(Stored dataset items)
[start]

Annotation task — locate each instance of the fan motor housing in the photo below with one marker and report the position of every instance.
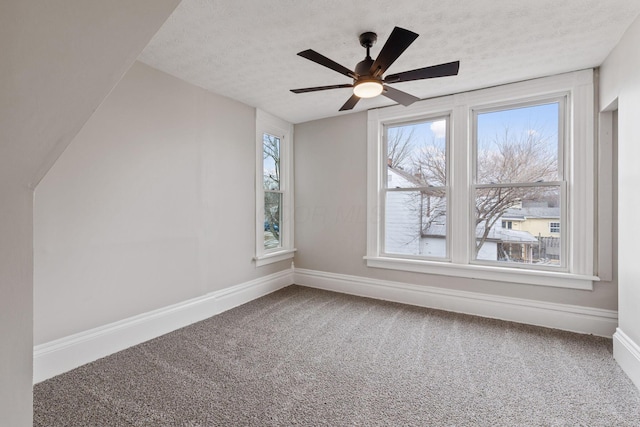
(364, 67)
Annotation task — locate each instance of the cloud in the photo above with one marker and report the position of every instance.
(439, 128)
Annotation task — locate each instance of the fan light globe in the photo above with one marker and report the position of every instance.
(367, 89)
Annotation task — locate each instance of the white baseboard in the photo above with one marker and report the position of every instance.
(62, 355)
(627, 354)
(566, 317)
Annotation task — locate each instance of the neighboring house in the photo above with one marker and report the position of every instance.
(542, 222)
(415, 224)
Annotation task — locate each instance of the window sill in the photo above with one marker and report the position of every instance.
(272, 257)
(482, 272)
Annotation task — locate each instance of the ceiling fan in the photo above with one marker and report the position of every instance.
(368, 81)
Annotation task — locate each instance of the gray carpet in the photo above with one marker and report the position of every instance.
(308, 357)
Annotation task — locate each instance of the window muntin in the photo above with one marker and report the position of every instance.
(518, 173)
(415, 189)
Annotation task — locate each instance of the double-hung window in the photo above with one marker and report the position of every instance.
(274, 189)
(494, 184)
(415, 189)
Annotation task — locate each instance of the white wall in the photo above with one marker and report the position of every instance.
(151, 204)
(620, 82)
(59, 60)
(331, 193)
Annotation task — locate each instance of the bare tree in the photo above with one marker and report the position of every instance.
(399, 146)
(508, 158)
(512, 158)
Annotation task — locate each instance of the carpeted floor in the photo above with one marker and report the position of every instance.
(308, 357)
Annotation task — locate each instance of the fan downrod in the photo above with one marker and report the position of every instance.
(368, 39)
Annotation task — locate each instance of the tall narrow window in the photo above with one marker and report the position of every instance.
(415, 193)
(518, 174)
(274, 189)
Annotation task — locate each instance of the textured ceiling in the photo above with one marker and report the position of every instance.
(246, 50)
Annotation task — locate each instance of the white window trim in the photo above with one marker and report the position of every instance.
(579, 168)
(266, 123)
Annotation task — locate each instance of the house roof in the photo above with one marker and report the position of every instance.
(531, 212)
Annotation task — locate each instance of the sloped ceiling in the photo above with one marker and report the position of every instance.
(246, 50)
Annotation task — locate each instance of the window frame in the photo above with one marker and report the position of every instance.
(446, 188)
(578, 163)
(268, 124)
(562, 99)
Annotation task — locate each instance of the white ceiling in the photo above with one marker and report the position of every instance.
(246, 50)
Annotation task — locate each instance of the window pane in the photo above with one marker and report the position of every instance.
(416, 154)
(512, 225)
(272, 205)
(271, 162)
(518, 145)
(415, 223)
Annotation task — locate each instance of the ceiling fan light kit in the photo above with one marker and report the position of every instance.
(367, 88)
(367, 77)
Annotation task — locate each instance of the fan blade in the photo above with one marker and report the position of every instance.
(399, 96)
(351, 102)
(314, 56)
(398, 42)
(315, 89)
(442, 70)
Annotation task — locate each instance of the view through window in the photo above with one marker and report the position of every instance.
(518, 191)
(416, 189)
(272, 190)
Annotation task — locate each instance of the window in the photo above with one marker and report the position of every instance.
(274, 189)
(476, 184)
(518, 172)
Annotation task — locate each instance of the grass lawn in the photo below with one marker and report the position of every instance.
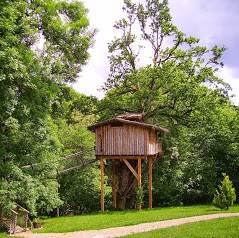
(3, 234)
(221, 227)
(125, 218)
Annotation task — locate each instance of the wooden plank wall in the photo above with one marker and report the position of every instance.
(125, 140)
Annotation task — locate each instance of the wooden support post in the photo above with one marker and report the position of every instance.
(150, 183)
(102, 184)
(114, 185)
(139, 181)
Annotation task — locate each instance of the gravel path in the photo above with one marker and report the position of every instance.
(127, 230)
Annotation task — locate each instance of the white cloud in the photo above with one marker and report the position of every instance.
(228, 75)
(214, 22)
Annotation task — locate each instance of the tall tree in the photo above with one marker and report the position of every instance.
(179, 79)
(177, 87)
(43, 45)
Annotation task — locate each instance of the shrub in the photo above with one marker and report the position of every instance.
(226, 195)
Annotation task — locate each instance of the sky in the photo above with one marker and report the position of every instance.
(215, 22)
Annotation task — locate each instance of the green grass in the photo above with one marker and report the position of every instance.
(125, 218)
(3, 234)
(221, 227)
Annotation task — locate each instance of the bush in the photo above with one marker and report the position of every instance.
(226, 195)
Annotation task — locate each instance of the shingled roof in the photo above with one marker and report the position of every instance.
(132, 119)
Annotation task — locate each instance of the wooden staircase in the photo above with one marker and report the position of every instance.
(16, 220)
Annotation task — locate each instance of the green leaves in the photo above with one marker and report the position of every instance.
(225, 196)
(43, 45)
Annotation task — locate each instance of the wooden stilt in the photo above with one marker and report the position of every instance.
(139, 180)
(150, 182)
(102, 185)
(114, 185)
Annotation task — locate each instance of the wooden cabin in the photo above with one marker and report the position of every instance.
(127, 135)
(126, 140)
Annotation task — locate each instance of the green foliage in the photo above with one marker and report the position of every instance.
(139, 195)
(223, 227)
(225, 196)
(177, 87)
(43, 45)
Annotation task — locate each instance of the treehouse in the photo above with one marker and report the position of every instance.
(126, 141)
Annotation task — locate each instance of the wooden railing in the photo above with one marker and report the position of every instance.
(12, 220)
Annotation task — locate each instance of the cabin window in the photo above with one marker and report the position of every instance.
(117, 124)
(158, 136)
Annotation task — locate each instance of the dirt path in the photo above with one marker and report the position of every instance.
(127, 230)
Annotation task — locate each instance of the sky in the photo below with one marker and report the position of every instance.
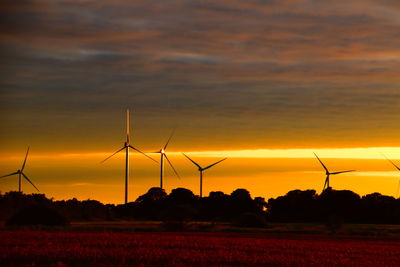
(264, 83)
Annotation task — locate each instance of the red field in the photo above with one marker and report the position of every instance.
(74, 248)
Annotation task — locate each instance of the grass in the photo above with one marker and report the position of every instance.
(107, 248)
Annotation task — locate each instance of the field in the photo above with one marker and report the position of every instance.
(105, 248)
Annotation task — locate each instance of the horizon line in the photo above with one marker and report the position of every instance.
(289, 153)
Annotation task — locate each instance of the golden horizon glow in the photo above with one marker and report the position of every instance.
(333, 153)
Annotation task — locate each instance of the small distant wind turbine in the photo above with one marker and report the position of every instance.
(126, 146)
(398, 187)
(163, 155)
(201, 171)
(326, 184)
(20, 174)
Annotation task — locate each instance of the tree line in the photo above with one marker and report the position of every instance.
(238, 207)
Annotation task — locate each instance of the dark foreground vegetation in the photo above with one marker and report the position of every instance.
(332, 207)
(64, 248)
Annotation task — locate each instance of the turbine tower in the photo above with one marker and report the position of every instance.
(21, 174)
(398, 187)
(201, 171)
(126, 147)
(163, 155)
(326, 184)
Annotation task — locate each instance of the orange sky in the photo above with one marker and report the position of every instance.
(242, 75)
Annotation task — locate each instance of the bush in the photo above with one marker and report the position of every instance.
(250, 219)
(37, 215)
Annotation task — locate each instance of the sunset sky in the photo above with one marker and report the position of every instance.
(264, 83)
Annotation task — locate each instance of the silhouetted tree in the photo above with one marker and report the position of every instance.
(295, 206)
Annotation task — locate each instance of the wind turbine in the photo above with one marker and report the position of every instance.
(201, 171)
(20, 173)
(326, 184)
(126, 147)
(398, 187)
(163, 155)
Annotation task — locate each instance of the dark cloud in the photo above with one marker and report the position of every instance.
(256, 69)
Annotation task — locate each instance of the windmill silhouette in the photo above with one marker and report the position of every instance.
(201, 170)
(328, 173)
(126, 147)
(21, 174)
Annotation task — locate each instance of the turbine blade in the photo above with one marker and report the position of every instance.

[end]

(WRITTEN TASK): All the material shown above is to be copied exactly, with no pictures carried over.

(EXERCISE SOLUTION):
Annotation task — locate each instance of the fan motor housing in the photo below with one marker and report the position of every instance.
(364, 67)
Annotation task — locate each instance of the cloud in the photo above with one marker and report the position of every instance.
(439, 128)
Annotation task — locate each instance of the fan light globe in the photo above with one marker and report the position of every instance.
(367, 89)
Annotation task — locate each instance of the white baseboard in the photo above with one marker and report the position of every instance.
(62, 355)
(627, 354)
(566, 317)
Annotation task — locate each instance of the neighboring house in the photo above with one marker and report the position of every instance.
(542, 222)
(415, 224)
Annotation task — locate each instance of the window sill in the photo above with one marker and report the position of every instance.
(272, 257)
(482, 272)
Annotation task — locate each instance of the ceiling fan in the photo above with one marker and report the position of every instance.
(368, 81)
Annotation task — locate each instance of the gray carpet in the photo above with one marker and report the position of every instance.
(308, 357)
Annotation task — locate each instance of the window muntin in the photo above with one marker and report the position of every instance.
(518, 173)
(415, 189)
Annotation task — locate each instance of the double-hung window in the photo above with one marker and report the position of every instance.
(274, 189)
(494, 184)
(415, 189)
Annotation task — locate each instance of the white wall in the photo above with one marker and report the position of every instance.
(151, 204)
(620, 82)
(59, 60)
(331, 193)
Annotation task — locate each instance of the bare tree in the photo above with one marker and report the position of every instance.
(399, 146)
(508, 158)
(512, 158)
Annotation task — locate each instance of the carpeted floor in the photo above with one marker and report the position of every instance.
(308, 357)
Annotation task — locate each instance of the fan downrod in the photo above with one marker and report the position of every instance.
(368, 39)
Annotation task — locate each instance of the tall narrow window in the photo above with one marker and report the position of every instance.
(415, 193)
(518, 174)
(274, 189)
Annotation task — locate each instance of the textured ceiling in the photo above with one marker and report the position of every instance.
(246, 50)
Annotation task — locate each instance of the white window trim in the photo above with one marker and report the position of every instance.
(579, 168)
(266, 123)
Annotation task — locate each instance of the house roof in the photo above with one marker and report the position of every instance.
(531, 212)
Annotation task — locate each instance of the sloped ceiling in the photo above with one marker and report the position of every instance.
(246, 50)
Annotation task — locate each instance of the window frame in the photo above with one marker and report the position of every instance.
(446, 188)
(578, 163)
(268, 124)
(562, 99)
Annotation task — locate each instance of the white ceiling in the photo above with one marker and report the position of every instance.
(246, 50)
Annotation task — locate each instance of the window pane in the photo above with one marker and report the position of every instance.
(416, 154)
(512, 225)
(272, 205)
(271, 162)
(518, 145)
(415, 223)
Annotation task — locate each instance of the ceiling fan light kit in the photo above with one marker and report the position of every instance.
(367, 88)
(367, 77)
Annotation task — locate each instance of the fan blade in the photo above with one marker and report the position of every instance.
(399, 96)
(351, 102)
(314, 56)
(398, 42)
(315, 89)
(442, 70)
Annotation task — locate each instance of the view through window in the photo above with one marker and report the position of every instance.
(518, 191)
(416, 189)
(272, 190)
Annotation task — locate each instance of the window in the photo above with one marker and report the position of every instance.
(274, 189)
(476, 184)
(518, 172)
Annotation task — locate each instance of the grass lawn in the photo below with one marker and report the position of every instance.
(3, 234)
(221, 227)
(125, 218)
Annotation task — locate each instance of the wooden plank wall in the photo above with one marker and report the position of every instance.
(125, 140)
Annotation task — locate each instance of the wooden support post in the photo above with one marker and report the position of every instance.
(150, 183)
(102, 184)
(114, 185)
(139, 181)
Annotation task — locate each instance of the gravel path in the photo above with one marker and report the position of every instance.
(127, 230)
Annotation task — locate each instance of the white cloud in the photo above with one marker and report the position of every instance.
(228, 75)
(214, 22)
Annotation task — locate each instance of the tall tree in the photo above with one marker and report the position of every instance.
(179, 79)
(177, 87)
(43, 45)
Annotation task — locate each instance of the shrub in the photo above with one marker and report the position of every instance.
(226, 195)
Annotation task — locate each instance of the sky in the photo above with one marker and report the position of every instance.
(215, 22)
Annotation task — locate each instance of the green grass in the photo above with one marker and report the position of every instance.
(125, 218)
(3, 234)
(221, 227)
Annotation task — locate each instance of the bush in the photo above with one marker and report the position of every instance.
(226, 195)
Annotation task — locate each instance of the shingled roof in the photo above with one marker and report the position of every instance.
(132, 119)
Annotation task — locate each instance of the wooden staircase in the photo above with one marker and report the position of every instance.
(16, 220)
Annotation task — locate each instance of the green leaves in the photo above with one marker and report the position of every instance.
(225, 196)
(43, 45)
Annotation task — locate each instance of the wooden stilt in the photo above with one marker and report the position of every instance.
(139, 180)
(150, 182)
(102, 185)
(114, 185)
Annotation task — locate each instance of the wooden cabin in the photo above with one marker and report the position of every instance.
(127, 135)
(126, 140)
Annotation task — locate each instance of the green foliage in the photo above with one marker and report the position of every instance.
(139, 195)
(223, 227)
(225, 196)
(177, 87)
(43, 45)
Annotation task — locate each instance of the treehouse in the photo above with one marker and report the position of every instance.
(126, 141)
Annotation task — locate each instance of the wooden railing in the photo above with one marker and report the position of every instance.
(12, 220)
Annotation task — locate each instance of the cabin window in the photo above with one marker and report the position of every instance.
(117, 124)
(158, 136)
Annotation task — locate each instance of the dirt path in the photo above with one marker and report the position of every instance.
(127, 230)
Annotation task — locate each instance of the sky in the photo below with one marker and report the position of every instance.
(264, 83)
Annotation task — locate each instance of the red field in the photo above with one marker and report the position of every instance.
(74, 248)
Annotation task — locate each instance of the grass in the photo above with one marker and report the position of every instance.
(107, 248)
Annotation task — locate each instance of the field in the photo above with one marker and report the position of every instance.
(105, 248)
Annotation task — locate each instance of the horizon line in the photo above with one marker and report the position of every instance.
(289, 153)
Annotation task — locate each instance of the golden horizon glow in the photo above with one marker and report the position of every instance.
(333, 153)
Annotation task — locate each instance of the small distant wind turbine in the photo above with one marker and report the position of every instance.
(126, 146)
(398, 187)
(163, 155)
(201, 171)
(326, 184)
(20, 174)
Annotation task — locate each instance of the tree line in the photo above with one marker and report the position of every instance.
(238, 207)
Annotation task — locate each instance of the dark foreground vegetation in the photo above with one marker and report the position of every instance.
(332, 207)
(64, 248)
Annotation task — locate each instance of the turbine tower in the photo above with one marker and report the position of every instance.
(21, 174)
(398, 187)
(201, 171)
(126, 147)
(163, 155)
(326, 184)
Annotation task — locate each instance of the orange sky in the photo above with one marker and report the position of every instance.
(242, 75)
Annotation task — locate each instance of the bush in the photo above with one marker and report the position of every instance.
(250, 219)
(37, 215)
Annotation task — locate each instance of the sunset sky in the photo above with one marker and report the position of every instance.
(264, 83)
Annotation task — locate each instance of the silhouetted tree in the photo above with one marker and report the position of every instance.
(295, 206)
Annotation task — locate each instance of the wind turbine in the photo above with one marker and report the position of every instance.
(201, 171)
(20, 173)
(326, 184)
(126, 147)
(398, 187)
(163, 155)
Annotation task — locate each instance of the dark cloud in the photo above with one marker and report the position of every instance.
(256, 69)
Annotation task — locate each instance of the windmill silhouette in the photo above with one marker and report the position of every instance.
(201, 170)
(328, 173)
(126, 147)
(21, 174)
Annotation task — locate each instance of the turbine blade in the photo above with one marker and report the position of every instance.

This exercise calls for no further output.